**TEKST DO PRZECZYTANIA**

Onet.pl podaje, że już przed trzema laty niektórzy pracownicy Młodzieżowego Ośrodka Wychowawczego w Łobżenicy zgłaszali różnym instytucjom nieprawidłowości, do których miało dochodzić w placówce. Mowa była m.in. o brutalnych pobiciach wychowanków. Napastnikami mieli być inni podopieczni. Pobicia zaś miało zlecać kierownictwo ośrodka.
"To placówka zamknięta, wychowankowie są zdani na łaskę wychowawców i innych wychowanków. Wszystko dzieje się za zamkniętymi drzwiami. Chłopcy nie mają komu się poskarżyć. Często nie mają wsparcia w swoich rodzicach. Nie są aniołkami, ale ten ośrodek ma ich resocjalizować. Tymczasem są stosowane wobec nich gestapowskie metody, które tylko wzmacniają w wychowankach przeświadczenie, że w życiu najważniejsza jest siła, agresja i cwaniactwo" - brzmiała treść jednego z anonimów wysłanego do wielkopolskiego kuratorium oświaty.
Więcej treści znajdziesz na stronie głównej Gazeta.pl >>>
Sprawą zajęła się prokuratura, która w czerwcu ubiegłego roku skierowała akt oskarżenia. Objęto nim siedem osób - byłego dyrektora Bernarda K., byłego kierownika Piotra O. i pięciu wychowanków.
Bernard K. kierował placówką w latach 1998-2015, w 2019 r. wrócił na stanowisko wicedyrektora. W lokalnym środowisku jest wpływową osobą i to za jego przyzwoleniem oraz inspiracją miało dochodzić do aktów przemocy.
Portal przytacza przypadki pobić, do których dochodziło w placówce. Wiosną 2020 r. trzech wychowanków uciekło w rodzinne strony. Zostali złapani przez policjantów i odwiezieni do Łobżenicy. Po powrocie mieli zostać pobici przez ośmiu innych mieszkańców ośrodka, a całej sytuacji miał przyglądać się ówczesny wicedyrektor Bernard K.

**DOSTARCZONY MATERIAŁ**

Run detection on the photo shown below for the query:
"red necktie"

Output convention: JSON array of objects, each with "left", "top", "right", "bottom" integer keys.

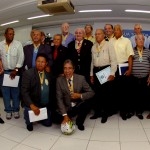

**ZADANIE DO WYKONANIA**
W jakich latach Bernard K. kierował placówką według tekstu o ośrodku w Łobżenicy? Wiersze nie mają żadnego związku z tekstem o ośrodku w Łobżenicy.

**ROZWIĄZANIE ZADANIA**
W latach 1998–2015.